■ Quelltext ■

------------------------------

# [PS]-->Fantasy Rahmen?!



## Wini (25. Dezember 2003)

Also mich würde mal interressieren wie man solche fantasy rahmen wie bei spellforce an sen seiten hinbekommt, also mit photoshop, da ich auch eine spellforcefan seite machen will, aber keine ahnunh habe wie man so etwas machen kann.
Danke im Voraus
Wini


----------



## Neurodeamon (26. Dezember 2003)

Handarbeit: Zeichenbrett und viel Geduld.

Oder Maus und mehr Geduld.

Soweit ich weiß gibt es für so etwas keine Plugins


----------



## Nino (26. Dezember 2003)

Hi,
ich denke dieser ganze Rahmen wurde mit "Abgeflachter Kante und Relief" gezeichnet.

Schnell was hinkegritzelt:






Aber im Prinzip läuft es auf diese Technik hinaus.

Mfg


----------



## Wini (26. Dezember 2003)

kannste das nochmal genauer erläutern?
Thx erstmal ;D
und zu


> Handarbeit: Zeichenbrett und viel Geduld.


naja wäre ja nicht das größte problem, nur wie soll ich das dann ordentlich digitalisiren?
auch erstmal thx


----------



## Philip Kurz (26. Dezember 2003)

Ich denke mal mit Zeichenbrett meint er Grafiktablett ... dann erledigt sich auch die Frage mit dem digitalisieren.


----------



## Wini (26. Dezember 2003)

ich hab zwar eins, kann damit aber nicht so richtig mit umgehen, dass wird aber schon klappen, aber kann mir einer nochmal das von Nino erklären?


----------



## Neurodeamon (26. Dezember 2003)

Also, wenn Du eine Ebene hast, auf der Du zeichnest. Du klickst in der Ebenen-Palette diese Ebene mit der rechten Maustaste an -> es erscheint ein Dialogfeld. Jetzt klickt man auf Fülloptionen. Dort befinden sich die genannten Effekte (und noch mehr).

------------------------------

■ Einträge des Datensatzes ■

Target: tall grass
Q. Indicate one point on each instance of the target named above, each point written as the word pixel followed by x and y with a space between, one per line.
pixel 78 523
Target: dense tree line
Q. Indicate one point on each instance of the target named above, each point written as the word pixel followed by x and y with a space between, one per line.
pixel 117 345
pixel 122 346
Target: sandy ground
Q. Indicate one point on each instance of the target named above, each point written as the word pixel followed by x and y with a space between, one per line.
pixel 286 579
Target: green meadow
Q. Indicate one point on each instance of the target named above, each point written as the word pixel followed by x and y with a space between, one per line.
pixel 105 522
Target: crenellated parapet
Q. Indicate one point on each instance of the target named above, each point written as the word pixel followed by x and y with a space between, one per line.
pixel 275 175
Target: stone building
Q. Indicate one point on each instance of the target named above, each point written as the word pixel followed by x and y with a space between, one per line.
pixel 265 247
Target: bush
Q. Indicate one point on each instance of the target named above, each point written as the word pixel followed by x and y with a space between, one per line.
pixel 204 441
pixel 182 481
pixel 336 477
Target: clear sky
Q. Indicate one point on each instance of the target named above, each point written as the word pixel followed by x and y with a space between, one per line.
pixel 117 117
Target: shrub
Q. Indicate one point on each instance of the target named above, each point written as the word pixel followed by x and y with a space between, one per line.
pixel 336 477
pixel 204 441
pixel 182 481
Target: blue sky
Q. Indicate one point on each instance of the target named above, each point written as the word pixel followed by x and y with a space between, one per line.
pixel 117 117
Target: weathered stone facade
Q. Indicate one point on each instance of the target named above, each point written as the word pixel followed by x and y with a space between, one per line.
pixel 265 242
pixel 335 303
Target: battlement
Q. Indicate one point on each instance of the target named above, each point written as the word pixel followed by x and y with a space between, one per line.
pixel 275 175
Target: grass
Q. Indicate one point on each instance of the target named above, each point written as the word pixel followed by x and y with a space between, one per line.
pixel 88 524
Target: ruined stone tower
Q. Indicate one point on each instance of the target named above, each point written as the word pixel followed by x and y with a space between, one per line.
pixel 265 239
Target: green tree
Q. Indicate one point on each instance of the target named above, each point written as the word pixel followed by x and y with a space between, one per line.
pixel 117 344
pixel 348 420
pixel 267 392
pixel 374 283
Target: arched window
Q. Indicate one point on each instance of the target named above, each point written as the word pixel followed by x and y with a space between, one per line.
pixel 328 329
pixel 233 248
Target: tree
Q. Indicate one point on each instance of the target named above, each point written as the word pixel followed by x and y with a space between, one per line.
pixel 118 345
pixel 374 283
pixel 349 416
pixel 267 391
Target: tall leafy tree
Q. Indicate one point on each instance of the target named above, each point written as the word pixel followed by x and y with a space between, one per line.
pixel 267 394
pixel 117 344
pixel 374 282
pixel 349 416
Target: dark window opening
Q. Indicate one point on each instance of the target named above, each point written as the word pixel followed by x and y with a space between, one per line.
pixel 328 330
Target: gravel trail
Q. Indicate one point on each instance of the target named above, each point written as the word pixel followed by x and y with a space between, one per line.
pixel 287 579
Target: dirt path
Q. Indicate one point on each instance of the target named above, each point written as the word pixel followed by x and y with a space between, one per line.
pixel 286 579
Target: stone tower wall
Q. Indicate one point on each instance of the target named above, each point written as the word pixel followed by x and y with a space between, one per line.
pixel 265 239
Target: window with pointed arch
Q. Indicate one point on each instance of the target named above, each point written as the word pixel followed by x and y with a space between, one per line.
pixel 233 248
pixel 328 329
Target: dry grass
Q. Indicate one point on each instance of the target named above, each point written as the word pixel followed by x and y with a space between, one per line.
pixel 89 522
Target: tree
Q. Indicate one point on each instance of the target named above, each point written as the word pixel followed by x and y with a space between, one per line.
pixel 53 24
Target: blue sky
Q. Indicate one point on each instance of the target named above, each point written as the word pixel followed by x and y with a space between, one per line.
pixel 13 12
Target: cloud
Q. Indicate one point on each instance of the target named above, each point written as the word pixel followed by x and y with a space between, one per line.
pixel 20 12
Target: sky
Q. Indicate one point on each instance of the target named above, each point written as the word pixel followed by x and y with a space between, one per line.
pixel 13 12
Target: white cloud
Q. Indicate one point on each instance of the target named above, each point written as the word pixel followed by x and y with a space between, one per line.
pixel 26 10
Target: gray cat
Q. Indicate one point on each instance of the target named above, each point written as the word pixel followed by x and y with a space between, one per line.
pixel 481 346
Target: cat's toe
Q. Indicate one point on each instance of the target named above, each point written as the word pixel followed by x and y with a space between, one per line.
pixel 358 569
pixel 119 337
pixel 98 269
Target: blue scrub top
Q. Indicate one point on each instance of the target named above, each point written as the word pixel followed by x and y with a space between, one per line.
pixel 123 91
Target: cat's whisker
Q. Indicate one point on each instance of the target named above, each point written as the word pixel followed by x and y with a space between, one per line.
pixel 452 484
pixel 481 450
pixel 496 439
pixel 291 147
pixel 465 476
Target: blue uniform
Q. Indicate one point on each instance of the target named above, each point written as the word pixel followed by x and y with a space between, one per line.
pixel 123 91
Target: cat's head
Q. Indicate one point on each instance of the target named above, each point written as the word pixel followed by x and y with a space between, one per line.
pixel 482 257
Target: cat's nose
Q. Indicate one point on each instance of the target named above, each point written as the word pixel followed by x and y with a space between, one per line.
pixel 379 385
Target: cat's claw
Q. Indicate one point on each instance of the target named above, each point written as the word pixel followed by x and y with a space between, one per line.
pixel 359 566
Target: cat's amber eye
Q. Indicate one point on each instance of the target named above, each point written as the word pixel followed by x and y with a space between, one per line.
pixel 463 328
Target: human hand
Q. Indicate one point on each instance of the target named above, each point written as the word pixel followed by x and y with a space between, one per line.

------------------------------

■ Aufgabe 1 ■
Mit welchem Effekt wurde der Rahmen nach Ninos Vermutung im Forenthread über Fantasy-Rahmen gezeichnet?
■ Aufgabe 2 ■
Fasse im Forenthread über Fantasy-Rahmen den Absatz, der mit „Also, wenn Du eine Ebene hast“ beginnt, als Liste der Arbeitsschritte zusammen.
■ Aufgabe 3 ■
Führe den Forenthread über Fantasy-Rahmen nach seinem letzten Satz fort.

■ Lösung 1 ■
Mit „Abgeflachter Kante und Relief“.

■ Lösung 2 ■
- Die Ebene, auf der gezeichnet wird, in der Ebenen-Palette mit der rechten Maustaste anklicken.
- Im erscheinenden Dialogfeld auf „Fülloptionen“ klicken.
- Dort befinden sich die genannten Effekte und noch weitere.

■ Lösung 3 ■
----------



## Wini (26. Dezember 2003)

ja das ist klar, nur was für einstellungen er benutzt hat, bei mir siehts nicht so nobell aus ;D


----------



## Wini (26. Dezember 2003)

hier hab ich auch noch ein sehr schönes beispiel gefunden:
http://www.planetspellforce.de/


----------



## Neurodeamon (27. Dezember 2003)

Habe auch noch ein Beispiel für Handarbeit und die Kombination der Photoshop-Effekte 

http://daimon.shiaine.de/


----------



## Wini (27. Dezember 2003)

jo ist auch n1
aber gibts da ein tut zu?


----------



## Wini (29. Dezember 2003)

oder kann mir das jmd erklären ?


----------



## Neurodeamon (30. Dezember 2003)

> _Original geschrieben von Wini _
> *oder kann mir das jmd erklären ? *



Örgh, eigentlich kommt es nur auf die Kombination einzelner Effekte an.

Gute Tuts sind bei eyesondesign zu finden, es sind einige Tuts dabei, die in die Richtung gehen, die Du vermutlich erreichen möchtest.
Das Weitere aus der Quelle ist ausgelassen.